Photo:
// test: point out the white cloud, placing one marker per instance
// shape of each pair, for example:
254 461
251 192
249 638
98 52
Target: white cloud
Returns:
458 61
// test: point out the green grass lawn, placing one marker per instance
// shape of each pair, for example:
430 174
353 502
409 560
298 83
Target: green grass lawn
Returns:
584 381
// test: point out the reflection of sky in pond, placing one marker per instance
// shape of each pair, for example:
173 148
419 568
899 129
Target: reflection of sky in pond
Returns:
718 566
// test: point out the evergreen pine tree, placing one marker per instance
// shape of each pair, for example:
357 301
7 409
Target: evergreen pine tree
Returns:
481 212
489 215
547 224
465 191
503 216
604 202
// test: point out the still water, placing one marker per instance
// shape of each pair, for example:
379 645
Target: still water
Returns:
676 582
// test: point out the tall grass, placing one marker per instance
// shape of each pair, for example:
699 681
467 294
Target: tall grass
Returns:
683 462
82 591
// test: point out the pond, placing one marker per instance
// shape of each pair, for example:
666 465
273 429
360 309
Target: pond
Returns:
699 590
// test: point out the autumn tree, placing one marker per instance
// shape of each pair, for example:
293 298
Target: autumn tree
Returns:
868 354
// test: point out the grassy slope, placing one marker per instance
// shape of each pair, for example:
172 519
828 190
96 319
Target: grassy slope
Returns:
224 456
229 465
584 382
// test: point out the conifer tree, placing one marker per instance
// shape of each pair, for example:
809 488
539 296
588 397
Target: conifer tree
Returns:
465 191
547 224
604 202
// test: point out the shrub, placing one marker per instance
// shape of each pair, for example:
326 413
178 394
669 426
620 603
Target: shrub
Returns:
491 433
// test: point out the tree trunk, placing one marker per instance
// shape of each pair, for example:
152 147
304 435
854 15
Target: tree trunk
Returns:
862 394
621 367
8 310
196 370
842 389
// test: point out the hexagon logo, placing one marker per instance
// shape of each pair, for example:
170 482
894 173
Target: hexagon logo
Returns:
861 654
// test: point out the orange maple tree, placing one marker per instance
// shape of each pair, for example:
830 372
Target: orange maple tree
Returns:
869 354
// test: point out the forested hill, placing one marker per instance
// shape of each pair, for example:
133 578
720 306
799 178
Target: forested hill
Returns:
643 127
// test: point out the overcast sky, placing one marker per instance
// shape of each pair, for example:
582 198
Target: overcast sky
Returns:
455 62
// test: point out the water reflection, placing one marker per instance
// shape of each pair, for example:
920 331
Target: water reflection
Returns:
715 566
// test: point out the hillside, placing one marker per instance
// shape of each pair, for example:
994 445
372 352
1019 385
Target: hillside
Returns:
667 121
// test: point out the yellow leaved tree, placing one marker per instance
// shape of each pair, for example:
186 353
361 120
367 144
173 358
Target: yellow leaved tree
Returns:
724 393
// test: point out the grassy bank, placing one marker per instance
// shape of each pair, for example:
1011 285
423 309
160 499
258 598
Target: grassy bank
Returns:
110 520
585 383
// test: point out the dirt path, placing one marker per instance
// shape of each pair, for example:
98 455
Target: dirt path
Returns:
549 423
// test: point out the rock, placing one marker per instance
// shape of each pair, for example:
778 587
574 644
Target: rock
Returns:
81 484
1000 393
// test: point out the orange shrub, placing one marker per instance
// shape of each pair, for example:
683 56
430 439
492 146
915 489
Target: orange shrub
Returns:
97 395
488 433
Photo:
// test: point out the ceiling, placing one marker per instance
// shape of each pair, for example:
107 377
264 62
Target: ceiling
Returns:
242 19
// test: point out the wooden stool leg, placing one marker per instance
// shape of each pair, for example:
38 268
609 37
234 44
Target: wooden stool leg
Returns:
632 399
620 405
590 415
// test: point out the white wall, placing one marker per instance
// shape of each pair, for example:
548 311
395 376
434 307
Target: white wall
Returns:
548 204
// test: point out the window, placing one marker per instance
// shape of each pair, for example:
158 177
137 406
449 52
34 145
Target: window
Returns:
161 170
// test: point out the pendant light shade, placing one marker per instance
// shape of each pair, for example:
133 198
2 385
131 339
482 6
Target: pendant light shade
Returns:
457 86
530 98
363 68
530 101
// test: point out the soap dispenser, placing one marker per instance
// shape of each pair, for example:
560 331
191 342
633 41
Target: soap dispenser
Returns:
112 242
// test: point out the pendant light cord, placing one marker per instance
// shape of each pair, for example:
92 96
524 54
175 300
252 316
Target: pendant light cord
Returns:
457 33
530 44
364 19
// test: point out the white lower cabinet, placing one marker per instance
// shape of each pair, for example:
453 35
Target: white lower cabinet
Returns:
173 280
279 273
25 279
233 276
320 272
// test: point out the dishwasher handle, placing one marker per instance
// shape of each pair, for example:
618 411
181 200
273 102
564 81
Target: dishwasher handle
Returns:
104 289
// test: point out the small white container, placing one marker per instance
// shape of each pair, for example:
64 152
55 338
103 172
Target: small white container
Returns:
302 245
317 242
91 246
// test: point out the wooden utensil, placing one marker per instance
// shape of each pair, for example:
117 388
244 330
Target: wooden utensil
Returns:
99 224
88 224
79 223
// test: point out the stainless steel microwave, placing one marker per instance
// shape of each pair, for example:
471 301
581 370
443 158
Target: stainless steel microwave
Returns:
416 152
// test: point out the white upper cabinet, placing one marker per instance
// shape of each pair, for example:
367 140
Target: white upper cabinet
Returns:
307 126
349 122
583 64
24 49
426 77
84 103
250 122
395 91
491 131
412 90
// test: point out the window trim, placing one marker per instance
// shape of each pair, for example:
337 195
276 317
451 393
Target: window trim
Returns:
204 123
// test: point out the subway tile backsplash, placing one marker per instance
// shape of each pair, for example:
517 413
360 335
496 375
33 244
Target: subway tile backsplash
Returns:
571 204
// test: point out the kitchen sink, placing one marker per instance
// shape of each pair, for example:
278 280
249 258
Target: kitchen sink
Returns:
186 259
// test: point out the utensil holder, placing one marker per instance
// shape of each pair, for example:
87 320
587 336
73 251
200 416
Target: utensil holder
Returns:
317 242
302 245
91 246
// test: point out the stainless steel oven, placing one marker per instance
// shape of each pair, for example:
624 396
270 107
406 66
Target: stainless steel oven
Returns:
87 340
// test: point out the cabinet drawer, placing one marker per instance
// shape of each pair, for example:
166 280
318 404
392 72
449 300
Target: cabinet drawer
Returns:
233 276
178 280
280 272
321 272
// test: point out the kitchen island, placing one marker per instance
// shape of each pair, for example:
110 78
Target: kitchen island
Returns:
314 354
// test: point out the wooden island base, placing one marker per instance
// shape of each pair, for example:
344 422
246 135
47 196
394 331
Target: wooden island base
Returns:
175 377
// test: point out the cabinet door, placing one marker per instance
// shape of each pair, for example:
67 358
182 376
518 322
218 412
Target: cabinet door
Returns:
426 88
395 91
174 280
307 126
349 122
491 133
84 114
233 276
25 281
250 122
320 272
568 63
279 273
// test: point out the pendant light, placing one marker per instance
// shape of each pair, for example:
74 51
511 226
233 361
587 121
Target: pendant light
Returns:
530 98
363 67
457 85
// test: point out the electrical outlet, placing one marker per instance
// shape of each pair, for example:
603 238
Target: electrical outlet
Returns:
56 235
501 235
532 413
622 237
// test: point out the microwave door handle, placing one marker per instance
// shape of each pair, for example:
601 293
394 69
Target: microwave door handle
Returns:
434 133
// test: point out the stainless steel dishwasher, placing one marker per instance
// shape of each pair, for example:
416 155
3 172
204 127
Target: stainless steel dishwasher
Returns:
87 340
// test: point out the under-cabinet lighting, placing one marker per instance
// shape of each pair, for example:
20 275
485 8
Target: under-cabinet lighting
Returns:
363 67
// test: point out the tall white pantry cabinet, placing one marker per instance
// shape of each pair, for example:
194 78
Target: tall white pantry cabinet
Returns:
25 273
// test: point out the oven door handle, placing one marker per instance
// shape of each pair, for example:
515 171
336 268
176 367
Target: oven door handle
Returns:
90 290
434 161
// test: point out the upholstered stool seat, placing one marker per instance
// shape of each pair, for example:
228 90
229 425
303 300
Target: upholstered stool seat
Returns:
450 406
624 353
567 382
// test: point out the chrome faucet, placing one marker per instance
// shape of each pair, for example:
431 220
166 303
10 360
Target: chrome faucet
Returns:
========================================
Set task:
From the line holding "door, placing one marker per instance" to the last line of the records, quote each line exactly and add nothing.

Solved exercise:
// test: point out the cabinet door, placing one marker per instance
// shape of each pair, for example:
67 358
182 376
518 322
218 412
Target: cabinet door
Returns:
426 88
395 91
174 280
307 126
349 122
491 133
84 114
233 276
25 281
250 122
320 272
568 63
279 273
// test: point out the pendant light, placing one marker per instance
// shape of each pair, for example:
74 51
511 226
233 361
587 121
Target: pendant light
Returns:
530 98
363 67
457 85
// test: point out the electrical outlet, placing one marker per instance
// shape of each pair, for example:
603 238
Target: electrical outlet
Returns:
56 235
501 235
532 413
622 237
// test: point out the microwave door handle, placing one marker per instance
// shape of each pair, for example:
601 293
394 69
Target: microwave door handle
Returns:
434 133
// test: point out the stainless steel dishwasher, placing one marker per instance
// shape of each pair, for example:
416 155
3 172
204 127
Target: stainless steel dishwasher
Returns:
87 340
// test: point out the under-cabinet lighting, placing one marker per instance
// shape of each pair, for example:
20 275
485 8
Target: under-cabinet lighting
Returns:
363 67
// test: point out the tall white pantry cabinet, placing one marker per instance
// shape of each pair, for example:
194 78
Target: tall white pantry cabinet
Returns:
25 273
// test: point out the oven door handle, placing one marker per instance
// shape of each pair, for example:
515 171
336 268
176 367
Target: oven door handle
Returns:
90 290
434 161
// test: point out the upholstered stool seat, placing one marker per instance
// shape of each pair, for example:
228 90
229 425
303 300
Target: upholstered stool seat
Returns:
450 406
624 353
567 382
// test: point out the chrome faucet, placing one marker per instance
// shape of each pair, for example:
431 220
166 303
10 360
Target: chrome faucet
Returns:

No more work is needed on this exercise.